I take the DMG text very literally. I almost never use PRCs as written.

----------


## Anthrowhale

> Of course, if you take the DMG text literally for Archmage, rather than just considering that an accidental omission, the Spell Power high arcana is completely useless.  Any level where you would want to take a level of Archmage with Spell Power, you should instead just take a level of base-class wizard, to get the same spell progression and caster level increase, without giving up a 5th-level spell slot.


Yeah, it seems lame in the literal interpretation.

There is a non-setting-specific way for a wizard to cast 7th level Divine spells.  It requires 4(!) feats: God-Touched, Divine Channeler, and Minor Divine Spellcaster from Dragon #305, then Alternate Source Spell from Dragon #325.  Thus, you could theoretically leverage Hierophant for character levels 18-20 to get a caster level of 27 without any reduction in spell access.   That hardly seems worthwhile though.

Perhaps an interesting question is: what is the highest caster level you can get while never giving up spell advancement?

If you have a chaotic evil wizard[aligned spellcaster[evil], spontaneous divination] 5/Ultimate Magus 10/Wild mage 1/Tainted spellcaster 1/?? 3, then you can pick up:

+4 from Ultimate Magus
+1 from Bands of Hextor
+1 from Fiendish Power [+Fiendish Heritage]
+1 from Planar touchstone[Catalogs of Enlightenment[Evil domain]]
+0 to +3 (average +1) from Wild Mage + Practiced Spellcaster + magical Aptitude
+1 from blood component
+1 from Orange Ioun Stone

for an expected +10 to caster level.

(Rows from an object-pointing dataset)
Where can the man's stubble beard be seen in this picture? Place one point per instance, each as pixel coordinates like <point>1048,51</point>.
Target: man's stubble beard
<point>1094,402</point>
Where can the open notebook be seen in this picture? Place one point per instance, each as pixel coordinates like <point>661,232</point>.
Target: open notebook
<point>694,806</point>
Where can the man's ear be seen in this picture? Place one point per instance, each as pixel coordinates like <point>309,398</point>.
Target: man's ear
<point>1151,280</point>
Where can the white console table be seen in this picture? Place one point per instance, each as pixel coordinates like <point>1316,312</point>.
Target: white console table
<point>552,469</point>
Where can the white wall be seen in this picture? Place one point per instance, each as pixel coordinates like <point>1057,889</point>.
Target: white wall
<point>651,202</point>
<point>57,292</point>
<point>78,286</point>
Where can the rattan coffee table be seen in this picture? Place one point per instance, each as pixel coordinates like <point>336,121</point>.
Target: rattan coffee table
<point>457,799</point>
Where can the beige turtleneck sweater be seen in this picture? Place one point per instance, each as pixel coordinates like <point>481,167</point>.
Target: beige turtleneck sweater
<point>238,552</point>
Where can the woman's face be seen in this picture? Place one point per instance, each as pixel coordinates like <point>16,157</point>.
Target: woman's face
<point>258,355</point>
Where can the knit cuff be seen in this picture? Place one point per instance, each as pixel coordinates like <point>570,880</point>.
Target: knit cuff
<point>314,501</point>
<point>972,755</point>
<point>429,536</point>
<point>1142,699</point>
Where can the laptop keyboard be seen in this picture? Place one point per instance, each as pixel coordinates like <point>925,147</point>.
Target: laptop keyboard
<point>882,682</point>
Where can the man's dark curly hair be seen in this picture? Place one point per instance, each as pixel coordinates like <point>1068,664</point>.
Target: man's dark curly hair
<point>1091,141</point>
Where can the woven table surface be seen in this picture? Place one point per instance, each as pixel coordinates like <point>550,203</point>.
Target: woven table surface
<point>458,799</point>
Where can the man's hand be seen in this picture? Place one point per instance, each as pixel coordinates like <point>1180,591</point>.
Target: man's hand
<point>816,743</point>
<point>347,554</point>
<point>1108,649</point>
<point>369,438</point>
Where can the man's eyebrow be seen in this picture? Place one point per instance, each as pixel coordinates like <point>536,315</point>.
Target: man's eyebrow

→ Job 1
Write out the portion of the caster level forum thread between "Perhaps an interesting" and "to caster level.", inclusive.
→ Job 2
Answer these from the caster level forum thread:
(a) How many feats does the non-setting-specific way for a wizard to cast 7th level Divine spells require?
(b) Which Dragon issue is Alternate Source Spell taken from?
(c) What is the expected total increase to caster level from the listed build?
→ Job 3
Give a continuation of the caster level forum thread, starting after its last sentence.

→ Response 1
Perhaps an interesting question is: what is the highest caster level you can get while never giving up spell advancement?

If you have a chaotic evil wizard[aligned spellcaster[evil], spontaneous divination] 5/Ultimate Magus 10/Wild mage 1/Tainted spellcaster 1/?? 3, then you can pick up:

+4 from Ultimate Magus
+1 from Bands of Hextor
+1 from Fiendish Power [+Fiendish Heritage]
+1 from Planar touchstone[Catalogs of Enlightenment[Evil domain]]
+0 to +3 (average +1) from Wild Mage + Practiced Spellcaster + magical Aptitude
+1 from blood component
+1 from Orange Ioun Stone

for an expected +10 to caster level.

→ Response 2
(a) 4
(b) Dragon #325
(c) +10

→ Response 3
Single class Ultimate Magus really stands out here for costing just a wizard feat to end up with +4 to caster level. 

Special holy symbol + Aligned Spellcaster[evil, chaos, or good] also stands out since it comes online extremely early, when +1 caster level makes a big difference for some spells.

----------


## Rebel7284

> Perhaps an interesting question is: what is the highest caster level you can get while never giving up spell advancement?


- With shenanigans, infinite.
- With slightly less shenanigans, circle magic, consumptive field, and greater consumptive field all allow your caster level to be set to 40 for individual spell or multiplied and the latter two can be persisted.
- Shadowcraft Mage can get a huge boost to caster level with Earth Spell, but it won't be universal
- Combining Reserves of Strength, Elder Giant Magic and possibly Primitive Caster, it's possible to get a fairly high caster level somewhat early.

----------


## Anthrowhale

> - With shenanigans, infinite.


Such shenanigans seem to be of dubious plausible applicability.



> - With slightly less shenanigans, circle magic, consumptive field, and greater consumptive field all allow your caster level to be set to 40 for individual spell or multiplied and the latter two can be persisted.


Circle Magic is setting specific and comes online at L10+.  CF and GCF are dispellable and come online at levels 7+ and 13+.



> - Shadowcraft Mage can get a huge boost to caster level with Earth Spell, but it won't be universal


Yep, lack of universality.



> - Combining Reserves of Strength, Elder Giant Magic and possibly Primitive Caster, it's possible to get a fairly high caster level somewhat early.


RoS is legit, but to use in combat you need to alleviate the stun.  There are various approaches here, but they compromise success in various ways.  

Elder Giant Magic's delay means you basically can't use it in combat so not universal.

Primitive Caster is ok, although typically only good for +1.

One that I missed before is the "Book of the Stilled Tongue" which traides 1 hp/character level for +1 to caster level each day.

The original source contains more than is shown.